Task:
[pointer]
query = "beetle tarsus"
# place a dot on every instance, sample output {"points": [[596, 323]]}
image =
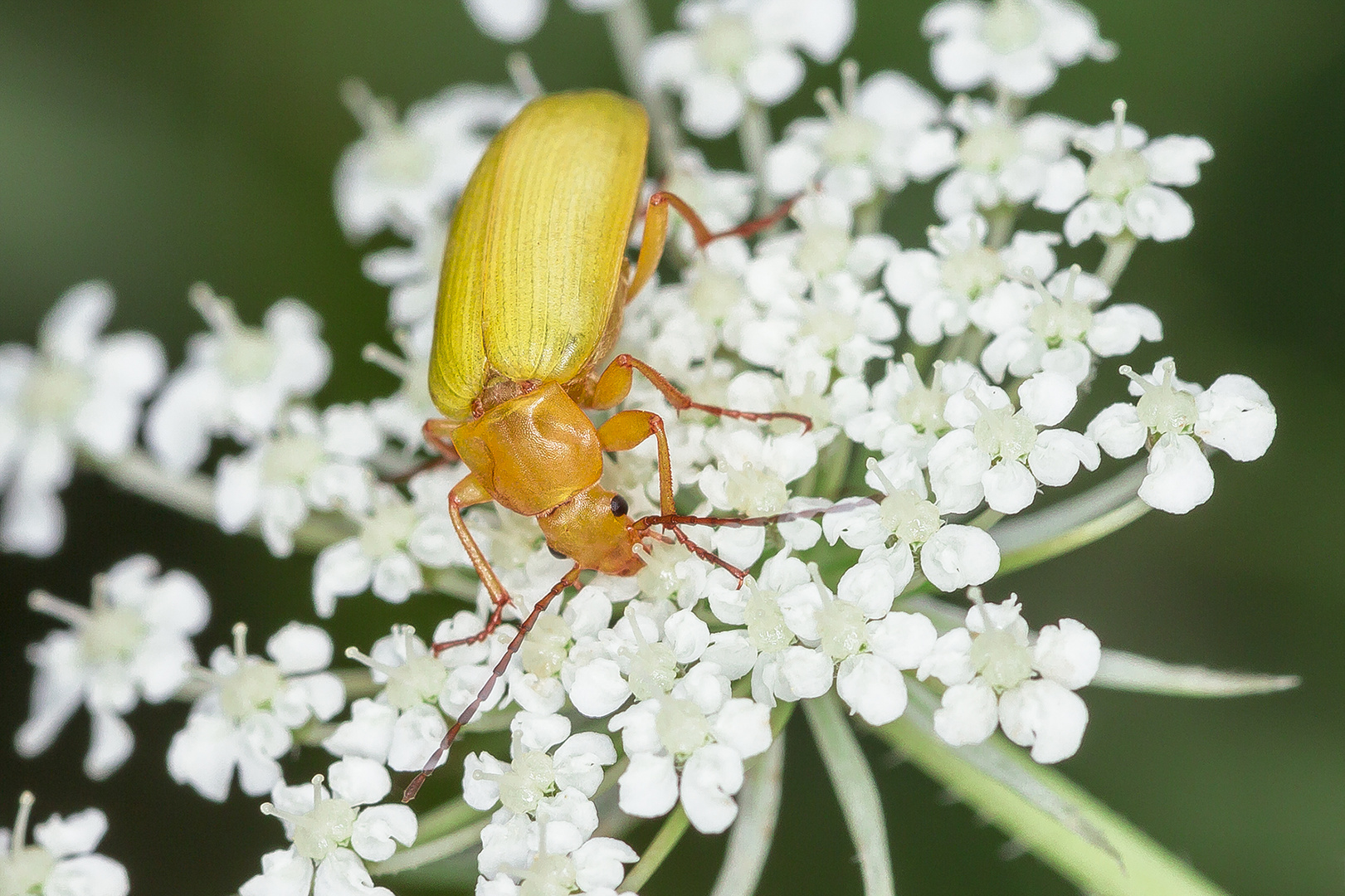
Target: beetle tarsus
{"points": [[496, 673]]}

● **Your objective**
Please lay out the records above as a two-column CSV with the headers input and output. Give one row per record, with its text and its answer each in a single quoted field, line breaks replaced by spaces, and the pictures left out.

● **Completed task**
input,output
"Task: [pointer] query = ""beetle tarsus"" # place a dot on every instance, sample output {""points"": [[596, 323]]} image = Target: beetle tarsus","{""points"": [[496, 673]]}"